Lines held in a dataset
* * *

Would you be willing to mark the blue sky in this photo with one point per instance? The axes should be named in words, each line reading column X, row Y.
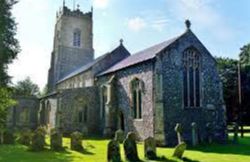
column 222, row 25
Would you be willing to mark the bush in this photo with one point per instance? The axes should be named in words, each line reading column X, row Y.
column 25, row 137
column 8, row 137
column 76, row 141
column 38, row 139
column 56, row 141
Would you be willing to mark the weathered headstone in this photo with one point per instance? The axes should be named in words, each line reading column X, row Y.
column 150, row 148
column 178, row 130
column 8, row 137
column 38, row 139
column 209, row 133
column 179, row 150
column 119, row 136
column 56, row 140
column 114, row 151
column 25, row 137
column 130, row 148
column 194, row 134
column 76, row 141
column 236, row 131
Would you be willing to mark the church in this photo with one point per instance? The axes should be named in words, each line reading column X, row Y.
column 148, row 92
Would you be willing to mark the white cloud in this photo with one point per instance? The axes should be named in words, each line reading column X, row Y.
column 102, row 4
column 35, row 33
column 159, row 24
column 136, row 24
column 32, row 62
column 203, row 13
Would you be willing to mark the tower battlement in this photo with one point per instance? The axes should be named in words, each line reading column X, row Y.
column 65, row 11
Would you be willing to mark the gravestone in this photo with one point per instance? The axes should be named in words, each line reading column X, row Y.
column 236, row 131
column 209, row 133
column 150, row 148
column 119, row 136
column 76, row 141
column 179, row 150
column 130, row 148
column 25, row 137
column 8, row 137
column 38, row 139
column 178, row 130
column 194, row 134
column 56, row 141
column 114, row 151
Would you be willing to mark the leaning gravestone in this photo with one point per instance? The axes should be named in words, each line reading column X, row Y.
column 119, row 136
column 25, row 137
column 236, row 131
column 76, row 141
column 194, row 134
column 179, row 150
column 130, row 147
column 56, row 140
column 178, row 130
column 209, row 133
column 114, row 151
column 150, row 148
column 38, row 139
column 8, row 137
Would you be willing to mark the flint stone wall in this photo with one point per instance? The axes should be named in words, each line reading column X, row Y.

* * *

- TASK INSTRUCTIONS: Put every line above into a Markdown table with the columns "No." and "Line", one row per line, skipping blank lines and leaving out the pictures.

- TASK ANSWER:
| No. | Line |
|---|---|
| 1 | Would you be willing to mark the blue sky in this photo with one point per instance? The axes should be named in words, each line reading column X, row Y. |
| 2 | column 222, row 25 |
| 3 | Would you be willing to mark the bush in this photo with one point per instance? The axes should be named in words, each line reading column X, row Y. |
| 4 | column 25, row 137 |
| 5 | column 8, row 137 |
| 6 | column 76, row 141 |
| 7 | column 38, row 139 |
| 8 | column 56, row 141 |
| 9 | Would you be willing to mark the weathered headstone in this photo with one point per instance? The axes should be named in words, each line reading column X, row Y. |
| 10 | column 150, row 148 |
| 11 | column 178, row 130 |
| 12 | column 8, row 137 |
| 13 | column 38, row 139 |
| 14 | column 209, row 133 |
| 15 | column 179, row 150 |
| 16 | column 119, row 136 |
| 17 | column 56, row 140 |
| 18 | column 114, row 151 |
| 19 | column 25, row 137 |
| 20 | column 130, row 148 |
| 21 | column 194, row 134 |
| 22 | column 76, row 141 |
| 23 | column 236, row 131 |
| 24 | Would you be willing to mark the church in this photo with one point per instance? The axes should be named in words, each line reading column X, row Y. |
| 25 | column 148, row 92 |
| 26 | Would you be willing to mark the white cloud in this photo with one point per instance? The axes should be named in words, each line reading column X, row Y. |
| 27 | column 102, row 4 |
| 28 | column 35, row 33 |
| 29 | column 159, row 24 |
| 30 | column 136, row 24 |
| 31 | column 32, row 62 |
| 32 | column 203, row 13 |
| 33 | Would you be willing to mark the tower battlement in this photo with one point per instance? The axes should be named in words, each line reading column X, row Y. |
| 34 | column 65, row 11 |
| 35 | Would you be willing to mark the gravestone in this photo with one point per instance? The axes should be named in words, each line reading column X, row Y. |
| 36 | column 236, row 131 |
| 37 | column 209, row 133 |
| 38 | column 150, row 148 |
| 39 | column 119, row 136 |
| 40 | column 76, row 141 |
| 41 | column 179, row 150 |
| 42 | column 130, row 148 |
| 43 | column 25, row 137 |
| 44 | column 8, row 137 |
| 45 | column 38, row 139 |
| 46 | column 178, row 130 |
| 47 | column 194, row 134 |
| 48 | column 56, row 141 |
| 49 | column 114, row 151 |
| 50 | Would you be willing to mark the leaning gravestone in this photo with one point per instance? The axes should be named in words, each line reading column X, row Y. |
| 51 | column 119, row 136 |
| 52 | column 25, row 137 |
| 53 | column 236, row 131 |
| 54 | column 76, row 141 |
| 55 | column 194, row 134 |
| 56 | column 179, row 150 |
| 57 | column 130, row 147 |
| 58 | column 56, row 140 |
| 59 | column 178, row 130 |
| 60 | column 209, row 133 |
| 61 | column 114, row 151 |
| 62 | column 150, row 148 |
| 63 | column 38, row 139 |
| 64 | column 8, row 137 |
| 65 | Would you be willing to mark the flint stone wall in this photo with one point per instance? The axes should be named in words, each line reading column X, row Y. |